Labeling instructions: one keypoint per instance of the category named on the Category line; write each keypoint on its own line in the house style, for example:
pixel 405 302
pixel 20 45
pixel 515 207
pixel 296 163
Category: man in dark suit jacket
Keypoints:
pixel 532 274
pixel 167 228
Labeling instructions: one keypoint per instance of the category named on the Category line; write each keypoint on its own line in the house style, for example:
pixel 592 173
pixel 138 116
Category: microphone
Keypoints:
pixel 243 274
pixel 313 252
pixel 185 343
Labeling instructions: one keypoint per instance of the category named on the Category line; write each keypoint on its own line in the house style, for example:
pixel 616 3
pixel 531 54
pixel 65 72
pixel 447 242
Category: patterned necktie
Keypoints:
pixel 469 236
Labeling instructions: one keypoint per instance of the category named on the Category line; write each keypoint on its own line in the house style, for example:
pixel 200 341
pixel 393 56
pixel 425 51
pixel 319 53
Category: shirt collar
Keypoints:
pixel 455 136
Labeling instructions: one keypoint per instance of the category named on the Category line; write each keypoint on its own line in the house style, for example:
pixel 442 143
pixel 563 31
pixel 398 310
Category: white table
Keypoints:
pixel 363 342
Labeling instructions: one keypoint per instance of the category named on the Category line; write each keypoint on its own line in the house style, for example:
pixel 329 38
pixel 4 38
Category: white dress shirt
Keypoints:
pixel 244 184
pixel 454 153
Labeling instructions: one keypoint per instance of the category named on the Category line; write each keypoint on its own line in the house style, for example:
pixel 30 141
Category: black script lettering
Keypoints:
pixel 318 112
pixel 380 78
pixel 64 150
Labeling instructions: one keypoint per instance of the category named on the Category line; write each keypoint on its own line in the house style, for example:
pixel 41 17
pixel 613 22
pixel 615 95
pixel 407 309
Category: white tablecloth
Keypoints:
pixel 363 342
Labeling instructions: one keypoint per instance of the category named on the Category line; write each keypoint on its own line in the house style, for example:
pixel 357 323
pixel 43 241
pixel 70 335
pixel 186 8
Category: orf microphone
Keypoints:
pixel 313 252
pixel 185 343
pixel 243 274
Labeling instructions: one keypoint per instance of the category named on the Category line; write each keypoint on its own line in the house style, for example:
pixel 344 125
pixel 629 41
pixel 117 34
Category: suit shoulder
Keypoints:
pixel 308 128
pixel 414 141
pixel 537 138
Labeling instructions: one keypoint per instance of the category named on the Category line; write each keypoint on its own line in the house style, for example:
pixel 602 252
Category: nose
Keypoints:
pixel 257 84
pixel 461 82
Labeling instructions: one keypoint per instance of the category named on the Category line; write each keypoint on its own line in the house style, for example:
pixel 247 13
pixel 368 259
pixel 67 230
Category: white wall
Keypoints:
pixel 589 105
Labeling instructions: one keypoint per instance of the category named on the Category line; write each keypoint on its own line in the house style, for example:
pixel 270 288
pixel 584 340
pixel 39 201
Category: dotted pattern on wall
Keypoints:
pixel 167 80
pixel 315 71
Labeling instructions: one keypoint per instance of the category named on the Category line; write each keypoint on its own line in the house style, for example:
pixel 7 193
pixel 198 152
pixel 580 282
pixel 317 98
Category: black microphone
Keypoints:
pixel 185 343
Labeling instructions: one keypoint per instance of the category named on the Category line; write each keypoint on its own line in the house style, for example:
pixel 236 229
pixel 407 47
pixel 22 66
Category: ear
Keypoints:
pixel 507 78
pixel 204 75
|---|
EXERCISE DIRECTIONS ->
Transcribe all of the entries without altering anything.

SOLUTION ->
Labeling instructions: one keypoint per instance of the category named on the Category line; write each keypoint on its own line in the house style, for example:
pixel 405 302
pixel 20 45
pixel 515 207
pixel 296 163
Category: man in dark suit jacket
Keypoints:
pixel 532 274
pixel 167 228
Labeling instructions: one keypoint per instance of the category named on the Category line; write each keypoint on its own line in the house style, for example:
pixel 592 173
pixel 138 116
Category: microphone
Keypoints:
pixel 243 274
pixel 313 252
pixel 185 343
Labeling instructions: one keypoint per instance of the category named on the Category line; write each keypoint on its own line in the house style, for example:
pixel 616 3
pixel 531 54
pixel 65 72
pixel 447 242
Category: patterned necktie
Keypoints:
pixel 469 236
Labeling instructions: one keypoint per instance of the category named on the Category line; write each keypoint on its own line in the house style, for example:
pixel 200 341
pixel 393 56
pixel 425 51
pixel 319 53
Category: shirt collar
Keypoints:
pixel 455 136
Labeling instructions: one keypoint per instance of the category named on the Category line; write each keypoint on its own line in the house style, for example:
pixel 442 143
pixel 563 31
pixel 398 310
Category: white table
Keypoints:
pixel 363 342
Labeling instructions: one keypoint per instance of the category named on the Category line; write each keypoint on its own line in the house style, for example:
pixel 329 38
pixel 4 38
Category: white dress shirt
Keypoints:
pixel 244 184
pixel 454 153
Labeling instructions: one keypoint per instance of the category named on the Category line; write each keypoint on its own line in the house style, for example:
pixel 30 141
Category: black script lettering
Keypoints:
pixel 318 112
pixel 380 78
pixel 64 150
Labeling instructions: one keypoint per instance of the category named on the Category line; write each keypoint on its own line in the house style, for example:
pixel 41 17
pixel 613 22
pixel 615 95
pixel 407 309
Category: white tablecloth
Keypoints:
pixel 363 342
Labeling instructions: one keypoint per instance of the category named on the Category line; write each keypoint on its own line in the house style, for example:
pixel 357 323
pixel 43 241
pixel 70 335
pixel 186 8
Category: orf microphone
Keypoints:
pixel 313 252
pixel 185 343
pixel 243 274
Labeling instructions: one keypoint per instance of the category named on the Category line; write each keypoint on its own line in the house style, for example:
pixel 344 125
pixel 629 41
pixel 117 34
Category: suit shoulder
Keypoints:
pixel 308 128
pixel 414 141
pixel 537 138
Labeling instructions: one keypoint per instance of the category named on the Category line; write each keypoint on its own line in the house style, for example:
pixel 602 252
Category: nose
Keypoints:
pixel 257 84
pixel 461 82
Labeling instructions: one keypoint per instance of the category named on the Category line; write each keypoint on its own line in the house style, for example:
pixel 247 13
pixel 368 259
pixel 67 230
Category: white wall
Keypoints:
pixel 589 105
Labeling instructions: one keypoint per instance of the category named on the Category line; write each keypoint on its own line in the house style, for example:
pixel 270 288
pixel 584 340
pixel 39 201
Category: dotted pattern on wall
Keypoints:
pixel 167 80
pixel 315 71
Labeling instructions: one keypoint per instance of the category named on the Category line; write each keypoint on its own line in the house style, for example:
pixel 7 193
pixel 198 152
pixel 580 282
pixel 317 98
Category: black microphone
Keypoints:
pixel 185 343
Labeling instructions: one keypoint per instance of the category named on the Category line; write each keypoint on its own line in the house style, for example:
pixel 236 229
pixel 407 47
pixel 22 66
Category: ear
Keypoints:
pixel 507 78
pixel 204 75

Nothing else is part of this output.